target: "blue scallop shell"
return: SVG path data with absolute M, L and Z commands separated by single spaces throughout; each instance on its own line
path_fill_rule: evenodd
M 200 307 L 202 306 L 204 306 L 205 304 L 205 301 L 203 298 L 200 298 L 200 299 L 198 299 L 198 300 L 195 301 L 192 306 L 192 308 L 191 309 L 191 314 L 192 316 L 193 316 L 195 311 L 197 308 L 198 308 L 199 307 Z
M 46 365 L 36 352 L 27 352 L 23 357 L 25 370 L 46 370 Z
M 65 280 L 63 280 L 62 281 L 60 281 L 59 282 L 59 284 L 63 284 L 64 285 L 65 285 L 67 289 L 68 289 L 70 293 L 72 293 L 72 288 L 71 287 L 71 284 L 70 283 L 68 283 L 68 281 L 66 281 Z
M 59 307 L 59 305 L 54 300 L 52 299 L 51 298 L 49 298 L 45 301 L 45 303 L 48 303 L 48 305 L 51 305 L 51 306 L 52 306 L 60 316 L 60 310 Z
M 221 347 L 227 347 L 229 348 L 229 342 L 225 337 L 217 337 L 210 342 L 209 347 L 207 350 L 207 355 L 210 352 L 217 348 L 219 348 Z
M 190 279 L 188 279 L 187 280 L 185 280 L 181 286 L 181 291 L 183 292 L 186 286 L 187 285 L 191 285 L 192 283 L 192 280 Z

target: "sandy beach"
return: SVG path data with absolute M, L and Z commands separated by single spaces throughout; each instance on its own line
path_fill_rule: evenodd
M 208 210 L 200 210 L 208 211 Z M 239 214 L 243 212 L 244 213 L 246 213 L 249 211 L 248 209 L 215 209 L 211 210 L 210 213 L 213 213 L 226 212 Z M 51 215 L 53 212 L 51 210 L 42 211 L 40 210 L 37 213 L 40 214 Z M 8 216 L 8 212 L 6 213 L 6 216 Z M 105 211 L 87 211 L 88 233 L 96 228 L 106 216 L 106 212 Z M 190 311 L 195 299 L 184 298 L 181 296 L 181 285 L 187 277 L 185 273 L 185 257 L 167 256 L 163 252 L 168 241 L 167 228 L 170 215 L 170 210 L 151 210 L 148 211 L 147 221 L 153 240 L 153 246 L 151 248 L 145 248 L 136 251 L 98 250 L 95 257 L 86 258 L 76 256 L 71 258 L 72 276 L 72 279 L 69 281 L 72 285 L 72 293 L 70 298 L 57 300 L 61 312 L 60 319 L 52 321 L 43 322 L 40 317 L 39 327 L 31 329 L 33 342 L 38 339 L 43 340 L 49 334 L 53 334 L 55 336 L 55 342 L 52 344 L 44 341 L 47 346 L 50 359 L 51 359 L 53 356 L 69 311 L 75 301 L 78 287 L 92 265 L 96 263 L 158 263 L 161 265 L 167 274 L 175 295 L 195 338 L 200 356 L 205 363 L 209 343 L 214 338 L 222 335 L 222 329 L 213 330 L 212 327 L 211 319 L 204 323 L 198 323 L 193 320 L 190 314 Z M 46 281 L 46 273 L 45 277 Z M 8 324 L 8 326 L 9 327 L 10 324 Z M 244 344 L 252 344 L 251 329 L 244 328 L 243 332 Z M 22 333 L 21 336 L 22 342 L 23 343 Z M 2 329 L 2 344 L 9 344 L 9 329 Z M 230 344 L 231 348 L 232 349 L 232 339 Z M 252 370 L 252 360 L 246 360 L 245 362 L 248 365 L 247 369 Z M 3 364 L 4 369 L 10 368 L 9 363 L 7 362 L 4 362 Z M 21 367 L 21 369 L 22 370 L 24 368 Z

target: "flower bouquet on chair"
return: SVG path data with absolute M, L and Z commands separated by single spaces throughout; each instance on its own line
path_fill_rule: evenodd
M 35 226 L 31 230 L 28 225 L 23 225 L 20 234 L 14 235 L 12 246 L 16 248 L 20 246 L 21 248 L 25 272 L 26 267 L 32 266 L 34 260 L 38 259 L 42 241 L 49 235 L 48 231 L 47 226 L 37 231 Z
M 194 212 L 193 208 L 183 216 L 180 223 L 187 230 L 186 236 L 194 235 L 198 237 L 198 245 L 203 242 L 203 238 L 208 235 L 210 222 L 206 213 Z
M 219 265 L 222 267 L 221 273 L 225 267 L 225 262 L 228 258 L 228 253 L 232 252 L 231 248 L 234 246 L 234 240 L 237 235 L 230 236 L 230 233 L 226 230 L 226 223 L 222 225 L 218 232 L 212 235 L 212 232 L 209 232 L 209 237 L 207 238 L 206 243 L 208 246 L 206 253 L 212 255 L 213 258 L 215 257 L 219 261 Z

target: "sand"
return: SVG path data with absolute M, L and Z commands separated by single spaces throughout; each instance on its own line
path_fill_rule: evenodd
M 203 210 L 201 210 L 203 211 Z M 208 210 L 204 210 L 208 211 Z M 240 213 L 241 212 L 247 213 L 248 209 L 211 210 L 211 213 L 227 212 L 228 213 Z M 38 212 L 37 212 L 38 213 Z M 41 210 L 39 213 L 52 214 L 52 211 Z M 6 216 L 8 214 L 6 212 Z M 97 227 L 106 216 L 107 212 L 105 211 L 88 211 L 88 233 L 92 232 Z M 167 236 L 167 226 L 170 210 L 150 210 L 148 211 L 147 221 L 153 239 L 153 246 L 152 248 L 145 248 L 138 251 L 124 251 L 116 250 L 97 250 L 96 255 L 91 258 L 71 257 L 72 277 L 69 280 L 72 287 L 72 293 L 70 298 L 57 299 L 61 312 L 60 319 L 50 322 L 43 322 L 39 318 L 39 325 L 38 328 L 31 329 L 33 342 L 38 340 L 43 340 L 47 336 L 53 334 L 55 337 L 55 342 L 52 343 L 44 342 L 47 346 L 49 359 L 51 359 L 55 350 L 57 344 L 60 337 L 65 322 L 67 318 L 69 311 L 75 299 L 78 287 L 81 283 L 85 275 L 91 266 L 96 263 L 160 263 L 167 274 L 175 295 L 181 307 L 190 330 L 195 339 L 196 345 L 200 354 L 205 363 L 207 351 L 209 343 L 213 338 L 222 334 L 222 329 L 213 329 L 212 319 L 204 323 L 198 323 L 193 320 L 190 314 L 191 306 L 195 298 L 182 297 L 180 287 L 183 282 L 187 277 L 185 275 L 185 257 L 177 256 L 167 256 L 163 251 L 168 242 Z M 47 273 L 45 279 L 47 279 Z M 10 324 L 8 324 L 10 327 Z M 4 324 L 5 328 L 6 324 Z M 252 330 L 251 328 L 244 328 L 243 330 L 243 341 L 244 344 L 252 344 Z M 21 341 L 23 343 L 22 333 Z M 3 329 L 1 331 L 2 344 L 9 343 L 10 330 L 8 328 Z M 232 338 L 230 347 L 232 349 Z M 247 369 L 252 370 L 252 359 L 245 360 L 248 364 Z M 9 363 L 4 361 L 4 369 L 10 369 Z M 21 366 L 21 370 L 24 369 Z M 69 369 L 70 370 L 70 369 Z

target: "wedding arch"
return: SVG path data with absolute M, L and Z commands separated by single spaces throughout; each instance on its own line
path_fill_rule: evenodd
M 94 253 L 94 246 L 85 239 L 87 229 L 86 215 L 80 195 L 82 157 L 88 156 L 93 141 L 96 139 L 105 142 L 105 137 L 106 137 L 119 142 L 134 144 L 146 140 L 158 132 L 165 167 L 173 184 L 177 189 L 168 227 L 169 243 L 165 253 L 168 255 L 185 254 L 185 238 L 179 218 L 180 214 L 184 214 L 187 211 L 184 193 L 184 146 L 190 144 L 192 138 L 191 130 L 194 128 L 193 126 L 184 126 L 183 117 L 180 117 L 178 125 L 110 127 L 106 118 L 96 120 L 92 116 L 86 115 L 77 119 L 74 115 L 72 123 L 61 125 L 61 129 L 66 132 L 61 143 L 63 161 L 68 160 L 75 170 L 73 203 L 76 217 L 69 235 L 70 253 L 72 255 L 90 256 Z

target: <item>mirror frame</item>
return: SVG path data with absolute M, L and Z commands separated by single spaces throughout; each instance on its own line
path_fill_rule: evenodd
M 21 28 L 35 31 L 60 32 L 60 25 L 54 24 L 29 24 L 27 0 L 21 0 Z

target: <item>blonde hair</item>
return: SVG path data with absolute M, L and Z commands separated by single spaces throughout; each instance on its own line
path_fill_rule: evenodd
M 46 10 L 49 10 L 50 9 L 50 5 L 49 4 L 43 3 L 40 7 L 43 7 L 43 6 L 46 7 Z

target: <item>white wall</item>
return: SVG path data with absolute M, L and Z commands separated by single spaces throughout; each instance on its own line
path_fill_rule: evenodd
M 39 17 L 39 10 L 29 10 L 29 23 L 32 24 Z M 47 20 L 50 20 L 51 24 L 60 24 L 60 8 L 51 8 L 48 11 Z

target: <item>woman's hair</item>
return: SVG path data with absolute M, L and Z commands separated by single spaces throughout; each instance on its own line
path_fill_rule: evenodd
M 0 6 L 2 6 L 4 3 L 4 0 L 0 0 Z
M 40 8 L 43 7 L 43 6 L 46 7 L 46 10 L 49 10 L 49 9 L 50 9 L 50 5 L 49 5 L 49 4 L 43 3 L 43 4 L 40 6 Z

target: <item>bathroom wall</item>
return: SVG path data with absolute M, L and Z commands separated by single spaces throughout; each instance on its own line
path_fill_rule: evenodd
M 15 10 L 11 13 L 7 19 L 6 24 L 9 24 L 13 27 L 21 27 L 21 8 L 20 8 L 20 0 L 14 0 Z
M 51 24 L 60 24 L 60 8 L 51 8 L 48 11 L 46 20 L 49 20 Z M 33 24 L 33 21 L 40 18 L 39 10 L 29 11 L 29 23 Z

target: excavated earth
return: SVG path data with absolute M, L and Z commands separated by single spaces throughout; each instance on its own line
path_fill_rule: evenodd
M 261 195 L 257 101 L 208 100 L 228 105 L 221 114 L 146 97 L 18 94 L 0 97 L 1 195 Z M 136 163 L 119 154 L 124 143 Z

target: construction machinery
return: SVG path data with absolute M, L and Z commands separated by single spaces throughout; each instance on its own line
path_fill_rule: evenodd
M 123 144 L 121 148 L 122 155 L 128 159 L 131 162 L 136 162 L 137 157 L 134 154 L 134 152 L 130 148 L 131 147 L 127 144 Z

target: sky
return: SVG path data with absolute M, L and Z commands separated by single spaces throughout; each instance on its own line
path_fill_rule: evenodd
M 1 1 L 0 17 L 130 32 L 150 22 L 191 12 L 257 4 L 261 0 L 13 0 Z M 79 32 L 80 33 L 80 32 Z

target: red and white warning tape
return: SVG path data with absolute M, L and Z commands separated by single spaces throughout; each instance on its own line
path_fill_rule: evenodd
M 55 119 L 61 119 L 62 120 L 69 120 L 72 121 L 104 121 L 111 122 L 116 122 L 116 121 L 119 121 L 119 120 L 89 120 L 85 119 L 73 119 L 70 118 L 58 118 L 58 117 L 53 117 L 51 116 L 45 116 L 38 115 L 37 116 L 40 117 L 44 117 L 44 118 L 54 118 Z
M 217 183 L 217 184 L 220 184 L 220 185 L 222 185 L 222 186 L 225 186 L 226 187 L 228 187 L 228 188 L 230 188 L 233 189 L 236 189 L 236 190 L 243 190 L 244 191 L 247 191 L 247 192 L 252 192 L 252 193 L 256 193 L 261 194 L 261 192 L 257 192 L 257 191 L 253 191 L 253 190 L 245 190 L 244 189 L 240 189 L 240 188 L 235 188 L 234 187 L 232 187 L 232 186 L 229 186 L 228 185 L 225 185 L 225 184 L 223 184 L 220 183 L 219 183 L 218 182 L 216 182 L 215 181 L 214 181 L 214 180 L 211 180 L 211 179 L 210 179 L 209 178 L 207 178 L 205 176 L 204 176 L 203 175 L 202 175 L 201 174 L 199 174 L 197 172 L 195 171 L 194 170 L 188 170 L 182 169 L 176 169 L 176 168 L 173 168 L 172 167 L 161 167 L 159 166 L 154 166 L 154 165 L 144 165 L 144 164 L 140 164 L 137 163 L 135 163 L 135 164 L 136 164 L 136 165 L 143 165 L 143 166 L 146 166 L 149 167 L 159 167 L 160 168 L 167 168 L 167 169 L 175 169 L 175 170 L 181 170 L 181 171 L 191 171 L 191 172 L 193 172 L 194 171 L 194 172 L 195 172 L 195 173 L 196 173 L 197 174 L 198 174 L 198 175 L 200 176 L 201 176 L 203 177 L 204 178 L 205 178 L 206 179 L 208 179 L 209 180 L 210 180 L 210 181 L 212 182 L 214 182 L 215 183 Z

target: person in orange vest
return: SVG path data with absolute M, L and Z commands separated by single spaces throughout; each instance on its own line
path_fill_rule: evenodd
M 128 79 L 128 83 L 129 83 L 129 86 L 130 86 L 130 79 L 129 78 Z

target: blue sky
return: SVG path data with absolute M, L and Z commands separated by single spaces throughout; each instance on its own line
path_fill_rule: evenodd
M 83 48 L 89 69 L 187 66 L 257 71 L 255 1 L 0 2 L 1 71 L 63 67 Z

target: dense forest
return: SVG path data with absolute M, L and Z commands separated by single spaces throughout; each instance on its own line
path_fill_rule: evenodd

⁂

### Requirement
Quote the rows starting at the line containing "target: <item>white wall</item>" and ending at the line containing "M 39 17 L 39", both included.

### Correct output
target: <item>white wall</item>
return: SVG path data with absolute M, L and Z commands separated by single spaces throughout; each instance on its own line
path_fill_rule: evenodd
M 39 17 L 39 10 L 29 10 L 29 23 L 32 24 Z M 47 20 L 50 20 L 51 24 L 60 24 L 60 8 L 51 8 L 48 11 Z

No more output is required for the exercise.